The obliteration of the old thus paved the way for the modern, and allowed for the construction of a new myth. As construction of Place Ville-Marie proceeded into the 1960s, the rising structure of the cruciform tower began to transform Montreal’s skyline. Always a clever salesperson, at the topping-out ceremony in July 1961 Zeckendorf implied to Cardinal Léger that the cruciform shape of the tower was intended as a religious reference. This was not true—the tower’s shape was built in a form, inspired by Le Corbusier, to maximize natural light and valuable corner office space—but it was an idea that allowed Léger and other French-Canadian observers to imagine in Place Ville-Marie an organic link to a French-Canadian, Catholic tradition.[125] Ideologically, it allowed Place Ville-Marie to appear to meet growing expectations within Quebec society—especially among the “new middle class”—that modernization would empower the marginalized francophone majority and enhance their collective identity.[126] The view that Place Ville-Marie was accomplishing this was plausible at the time, since Zeckendorf and the municipal administration did truly appear to create a new urban symbol that defied the control of Montreal’s old Anglo-Celtic elite.

- **Your tasks**:
(1) Condense the paragraph of the Place Ville-Marie passage that begins "The obliteration of the old" into a shorter version that keeps its main facts.
(2) Proceed with the Place Ville-Marie passage, writing what comes after its last sentence.

- **Supplied entries**:
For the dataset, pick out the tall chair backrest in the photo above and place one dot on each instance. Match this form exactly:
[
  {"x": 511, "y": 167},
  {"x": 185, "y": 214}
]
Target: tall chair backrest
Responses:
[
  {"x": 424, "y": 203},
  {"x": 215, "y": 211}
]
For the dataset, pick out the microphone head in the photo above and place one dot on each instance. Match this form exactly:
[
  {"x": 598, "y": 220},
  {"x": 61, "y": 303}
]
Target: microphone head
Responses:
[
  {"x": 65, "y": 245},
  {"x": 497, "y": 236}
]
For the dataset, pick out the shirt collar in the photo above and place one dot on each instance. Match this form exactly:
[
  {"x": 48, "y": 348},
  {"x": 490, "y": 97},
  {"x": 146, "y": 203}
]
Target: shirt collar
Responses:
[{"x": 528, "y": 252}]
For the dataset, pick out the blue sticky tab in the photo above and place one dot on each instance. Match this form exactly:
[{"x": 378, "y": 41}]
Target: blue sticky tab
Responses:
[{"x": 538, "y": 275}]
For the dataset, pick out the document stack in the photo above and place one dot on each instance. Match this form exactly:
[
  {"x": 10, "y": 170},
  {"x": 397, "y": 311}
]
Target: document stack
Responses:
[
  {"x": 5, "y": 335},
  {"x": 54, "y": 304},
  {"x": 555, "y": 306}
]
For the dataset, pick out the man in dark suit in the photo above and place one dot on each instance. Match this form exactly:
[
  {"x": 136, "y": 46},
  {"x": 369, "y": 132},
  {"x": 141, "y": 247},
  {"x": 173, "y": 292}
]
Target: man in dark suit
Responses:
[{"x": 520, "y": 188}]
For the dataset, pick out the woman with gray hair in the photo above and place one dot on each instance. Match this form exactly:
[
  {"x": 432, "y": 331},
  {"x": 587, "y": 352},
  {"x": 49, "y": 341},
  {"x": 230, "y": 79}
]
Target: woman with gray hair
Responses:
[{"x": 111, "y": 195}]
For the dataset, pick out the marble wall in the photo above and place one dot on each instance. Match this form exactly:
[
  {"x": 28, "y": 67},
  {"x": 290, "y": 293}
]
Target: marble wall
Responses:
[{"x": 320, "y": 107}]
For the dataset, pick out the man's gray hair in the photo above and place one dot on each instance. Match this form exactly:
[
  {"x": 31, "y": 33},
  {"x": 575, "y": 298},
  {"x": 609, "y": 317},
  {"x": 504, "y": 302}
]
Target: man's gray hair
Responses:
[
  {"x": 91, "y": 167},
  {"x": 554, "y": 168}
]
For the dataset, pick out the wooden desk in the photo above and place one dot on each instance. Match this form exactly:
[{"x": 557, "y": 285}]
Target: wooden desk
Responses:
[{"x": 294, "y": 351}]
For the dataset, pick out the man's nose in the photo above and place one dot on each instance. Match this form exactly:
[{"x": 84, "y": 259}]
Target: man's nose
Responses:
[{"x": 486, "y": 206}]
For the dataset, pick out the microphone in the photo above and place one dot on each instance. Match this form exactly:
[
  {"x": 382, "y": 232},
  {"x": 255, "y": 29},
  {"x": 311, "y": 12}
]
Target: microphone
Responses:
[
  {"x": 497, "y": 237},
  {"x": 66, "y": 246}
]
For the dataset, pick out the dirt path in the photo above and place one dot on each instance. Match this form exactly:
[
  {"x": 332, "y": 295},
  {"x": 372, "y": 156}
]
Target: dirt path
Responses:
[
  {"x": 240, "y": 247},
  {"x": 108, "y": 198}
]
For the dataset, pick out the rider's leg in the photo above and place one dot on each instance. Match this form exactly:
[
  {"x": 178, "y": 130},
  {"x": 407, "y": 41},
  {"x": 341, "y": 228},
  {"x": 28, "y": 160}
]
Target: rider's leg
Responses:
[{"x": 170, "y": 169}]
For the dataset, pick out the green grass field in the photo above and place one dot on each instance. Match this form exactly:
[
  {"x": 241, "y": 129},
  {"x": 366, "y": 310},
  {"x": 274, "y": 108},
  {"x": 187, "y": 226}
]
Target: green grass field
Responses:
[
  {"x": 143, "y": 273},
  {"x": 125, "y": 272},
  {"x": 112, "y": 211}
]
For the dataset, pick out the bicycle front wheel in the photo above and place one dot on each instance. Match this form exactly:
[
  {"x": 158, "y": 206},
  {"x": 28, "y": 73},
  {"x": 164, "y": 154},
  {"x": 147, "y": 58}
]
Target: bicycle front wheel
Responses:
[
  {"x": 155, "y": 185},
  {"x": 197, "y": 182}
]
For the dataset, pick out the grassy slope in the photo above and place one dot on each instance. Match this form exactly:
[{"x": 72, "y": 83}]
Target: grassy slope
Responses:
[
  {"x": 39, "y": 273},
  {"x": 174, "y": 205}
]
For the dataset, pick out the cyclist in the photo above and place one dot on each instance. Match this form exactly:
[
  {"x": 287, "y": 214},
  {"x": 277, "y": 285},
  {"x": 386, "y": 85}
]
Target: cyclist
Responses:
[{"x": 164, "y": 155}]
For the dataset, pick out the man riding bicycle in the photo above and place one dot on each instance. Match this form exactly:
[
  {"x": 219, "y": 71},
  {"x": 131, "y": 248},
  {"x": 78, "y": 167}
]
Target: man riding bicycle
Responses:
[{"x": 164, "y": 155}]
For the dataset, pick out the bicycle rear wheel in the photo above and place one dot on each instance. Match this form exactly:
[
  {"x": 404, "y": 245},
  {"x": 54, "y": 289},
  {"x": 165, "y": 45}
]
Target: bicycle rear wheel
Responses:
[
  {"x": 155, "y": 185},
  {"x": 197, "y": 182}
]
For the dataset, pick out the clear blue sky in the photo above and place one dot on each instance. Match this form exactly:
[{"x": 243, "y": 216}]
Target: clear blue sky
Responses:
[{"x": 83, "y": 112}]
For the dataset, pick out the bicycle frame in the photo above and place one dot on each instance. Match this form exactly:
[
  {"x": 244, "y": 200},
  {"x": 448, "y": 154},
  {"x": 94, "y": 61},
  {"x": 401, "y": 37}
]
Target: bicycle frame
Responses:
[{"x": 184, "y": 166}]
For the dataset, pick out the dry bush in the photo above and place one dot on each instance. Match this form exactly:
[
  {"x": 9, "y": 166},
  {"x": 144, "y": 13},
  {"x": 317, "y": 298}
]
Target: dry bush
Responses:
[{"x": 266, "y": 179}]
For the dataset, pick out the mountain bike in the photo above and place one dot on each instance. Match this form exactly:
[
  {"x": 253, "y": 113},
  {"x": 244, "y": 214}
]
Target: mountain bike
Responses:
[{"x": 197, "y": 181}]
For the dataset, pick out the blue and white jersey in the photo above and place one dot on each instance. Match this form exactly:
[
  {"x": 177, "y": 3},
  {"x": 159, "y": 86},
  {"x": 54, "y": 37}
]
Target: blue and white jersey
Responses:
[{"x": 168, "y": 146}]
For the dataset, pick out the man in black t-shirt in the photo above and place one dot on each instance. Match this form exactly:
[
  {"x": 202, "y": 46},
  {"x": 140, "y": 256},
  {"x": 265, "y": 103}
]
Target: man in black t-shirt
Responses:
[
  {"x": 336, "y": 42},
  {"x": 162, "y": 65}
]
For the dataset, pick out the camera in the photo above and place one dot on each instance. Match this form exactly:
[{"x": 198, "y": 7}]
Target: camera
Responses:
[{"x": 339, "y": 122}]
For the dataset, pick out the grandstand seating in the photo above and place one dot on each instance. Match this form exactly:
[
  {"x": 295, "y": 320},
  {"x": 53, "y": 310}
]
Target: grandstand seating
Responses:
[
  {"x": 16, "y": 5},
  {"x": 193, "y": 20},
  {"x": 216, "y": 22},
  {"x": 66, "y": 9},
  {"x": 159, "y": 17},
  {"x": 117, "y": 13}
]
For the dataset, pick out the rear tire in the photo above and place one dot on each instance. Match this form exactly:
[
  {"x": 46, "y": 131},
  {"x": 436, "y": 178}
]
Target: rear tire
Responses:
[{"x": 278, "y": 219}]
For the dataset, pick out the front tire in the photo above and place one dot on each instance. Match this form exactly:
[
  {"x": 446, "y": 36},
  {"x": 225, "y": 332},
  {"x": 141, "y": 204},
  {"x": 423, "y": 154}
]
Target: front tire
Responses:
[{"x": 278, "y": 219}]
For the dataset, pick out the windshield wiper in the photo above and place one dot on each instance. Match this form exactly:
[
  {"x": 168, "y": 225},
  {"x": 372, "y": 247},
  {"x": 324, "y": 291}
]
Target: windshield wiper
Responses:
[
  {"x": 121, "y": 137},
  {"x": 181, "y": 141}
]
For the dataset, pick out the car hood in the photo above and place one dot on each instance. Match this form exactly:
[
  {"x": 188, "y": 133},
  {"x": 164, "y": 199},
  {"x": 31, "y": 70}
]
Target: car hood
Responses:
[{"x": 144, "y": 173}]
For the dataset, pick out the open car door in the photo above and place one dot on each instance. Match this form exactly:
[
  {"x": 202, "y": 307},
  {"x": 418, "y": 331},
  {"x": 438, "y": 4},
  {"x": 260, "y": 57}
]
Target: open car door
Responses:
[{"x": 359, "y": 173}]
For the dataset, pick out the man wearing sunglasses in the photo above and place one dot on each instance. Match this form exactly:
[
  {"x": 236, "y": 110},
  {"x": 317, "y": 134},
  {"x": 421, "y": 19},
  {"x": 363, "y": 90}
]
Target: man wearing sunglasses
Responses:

- **Exercise responses**:
(1) Clearing away the old made room for the modern and for a new myth. As Place Ville-Marie rose in the 1960s, its cruciform tower began to reshape Montreal's skyline. At the topping-out ceremony in July 1961, Zeckendorf implied to Cardinal Léger that the cross shape was a religious reference. In fact the Le Corbusier-inspired form was chosen to maximize natural light and corner office space. Still, the idea let Léger and other French-Canadian observers see a link to French-Canadian Catholic tradition. It also made the project seem to meet expectations, especially among the "new middle class," that modernization would empower the francophone majority and strengthen its collective identity. That view was plausible then, because Zeckendorf and the municipal administration did appear to create a new urban symbol that defied Montreal's old Anglo-Celtic elite.

(2)
To be sure, the spectacle of the displacement of the Anglo-Celtic bourgeoisie stoked the classic myth of modernity’s sharp break from the past and broadcast Place Ville-Marie’s transformative capacity. But Place Ville-Marie did not threaten to destroy capitalist privilege. In a very real sense, Zeckendorf, Gordon, Phillips, and Drapeau were members of a new generation of power elite, who in Place Ville-Marie were constructing a new urban form to supersede the ossified image of the St. James’s Club and its association with Anglo-Celtic privilege. Donald Gordon’s biographer has asserted that Gordon, born in Scotland into humble circumstances, displayed “irreverence for all those icons of Westmount, McGill, Montreal and all the rest.”[127] And while Gordon embraced cultural sensibilities that were different from those of the archetypical Anglo-bourgeois Montrealer, he, like Phillips, was a fervent champion of private enterprise; as CNR president, he made sure that the “Dorchester Street hole” was to be developed by and for private capital. As Marshall Berman has observed, “The pathos of all bourgeois monuments is that their material strength and solidity actually count for nothing and carry no weight at all, that they are blown away like frail reeds by the very forces of capitalist development that they celebrate.”[128] The progressive modernity of Place Ville-Marie assuredly participated in this pathos.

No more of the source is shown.